(Point annotation dataset items)
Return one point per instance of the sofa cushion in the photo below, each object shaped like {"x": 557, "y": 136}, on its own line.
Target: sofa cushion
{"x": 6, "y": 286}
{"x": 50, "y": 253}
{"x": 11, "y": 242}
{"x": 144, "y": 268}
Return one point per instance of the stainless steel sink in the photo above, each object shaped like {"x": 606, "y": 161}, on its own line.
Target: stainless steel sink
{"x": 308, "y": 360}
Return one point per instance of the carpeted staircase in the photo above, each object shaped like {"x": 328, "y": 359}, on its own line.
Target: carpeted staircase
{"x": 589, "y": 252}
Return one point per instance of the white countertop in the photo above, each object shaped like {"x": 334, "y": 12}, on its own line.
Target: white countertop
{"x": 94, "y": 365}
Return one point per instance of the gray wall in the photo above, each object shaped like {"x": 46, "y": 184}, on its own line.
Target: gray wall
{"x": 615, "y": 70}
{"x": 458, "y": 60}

### [Short problem]
Rescale the items above by restating every line, requests included, with each x and y coordinate in the answer points multiplied by 2.6 and rounded to a whole number (halves up). Keep the requests and their format samples unchanged.

### [Completed exercise]
Return one point per instance of the sofa cushion in the photo below, each object shaped like {"x": 557, "y": 136}, on its own line.
Target: sofa cushion
{"x": 16, "y": 744}
{"x": 130, "y": 658}
{"x": 29, "y": 629}
{"x": 374, "y": 697}
Return one point per instance of the stainless steel sink in the photo above, each object shaped like {"x": 606, "y": 161}, on its own line.
Target: stainless steel sink
{"x": 801, "y": 936}
Return one point per instance of the carpeted staircase in the photo above, each object shaped like {"x": 328, "y": 359}, on its own line.
Target: carpeted staircase
{"x": 1531, "y": 655}
Return one point per instance of the white countertop in the photo above, each object shaped like {"x": 334, "y": 12}, on its own line.
Target: white countertop
{"x": 244, "y": 949}
Return one point per instance of the gray wall in the photo above, each object shaped like {"x": 46, "y": 184}, on its own line.
Target: gray wall
{"x": 1599, "y": 182}
{"x": 1191, "y": 156}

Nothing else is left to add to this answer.